**Record list:**
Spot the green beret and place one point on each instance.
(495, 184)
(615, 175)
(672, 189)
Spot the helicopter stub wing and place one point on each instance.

**Requirements:** Can you give the material above again with "Spot" substituted by "Locate" throughout, all else unchanged?

**Solution to this exercise:**
Locate the green beret and place one point on each instance.
(495, 184)
(615, 175)
(672, 189)
Locate the helicopter stub wing and place one point on each instance.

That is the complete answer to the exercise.